● What you will do
Pick out each line in the listing below that contains the word "this", and copy those lines.

● Information supplied
[start]

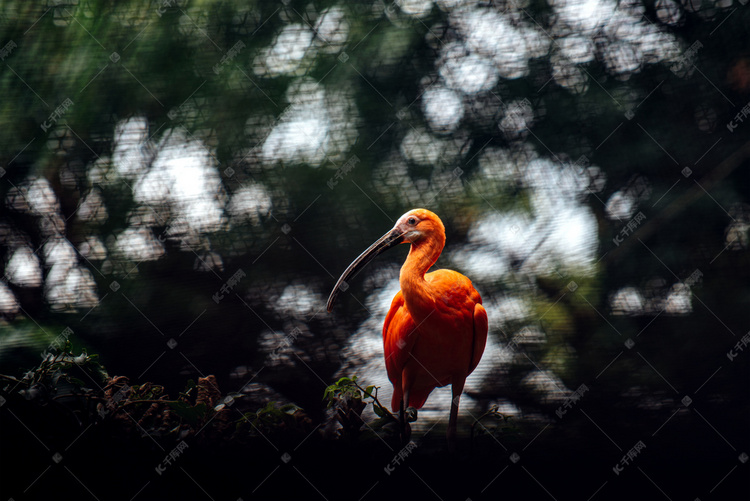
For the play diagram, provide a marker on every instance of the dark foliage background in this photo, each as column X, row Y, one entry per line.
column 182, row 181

[end]
[start]

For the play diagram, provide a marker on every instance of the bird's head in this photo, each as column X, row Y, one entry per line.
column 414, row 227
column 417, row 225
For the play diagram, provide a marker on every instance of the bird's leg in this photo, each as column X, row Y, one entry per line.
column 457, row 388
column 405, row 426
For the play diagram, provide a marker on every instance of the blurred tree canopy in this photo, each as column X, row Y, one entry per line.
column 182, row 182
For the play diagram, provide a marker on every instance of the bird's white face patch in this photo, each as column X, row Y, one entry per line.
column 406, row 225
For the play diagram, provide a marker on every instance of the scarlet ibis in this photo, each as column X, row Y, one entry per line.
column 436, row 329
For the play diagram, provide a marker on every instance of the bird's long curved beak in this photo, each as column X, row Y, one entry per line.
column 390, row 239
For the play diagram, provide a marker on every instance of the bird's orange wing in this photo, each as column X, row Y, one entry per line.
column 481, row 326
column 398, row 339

[end]

● Correct response
For the play diagram, provide a marker on every instance of the dark foliage background in this photo, each as column X, row Y, one entry per line.
For the play diagram, provide a marker on every instance of the bird's head in this photo, each as column X, row Y, one entry per line.
For the play diagram, provide a marker on every instance of the bird's leg in this photo, each as column X, row Y, one entry per line.
For the play diagram, provide a marker on every instance of the blurred tree canopy in this photo, each as column X, row Y, one entry per line.
For the play diagram, provide a marker on every instance of the bird's white face patch in this photo, each as column X, row Y, one entry per line.
For the play diagram, provide a marker on every instance of the scarlet ibis in this photo, each as column X, row Y, one entry per line.
For the play diagram, provide a marker on every instance of the bird's long curved beak in this photo, each as column X, row Y, one entry per line.
For the play diagram, provide a marker on every instance of the bird's orange wing in this photo, each as column X, row Y, one entry per line.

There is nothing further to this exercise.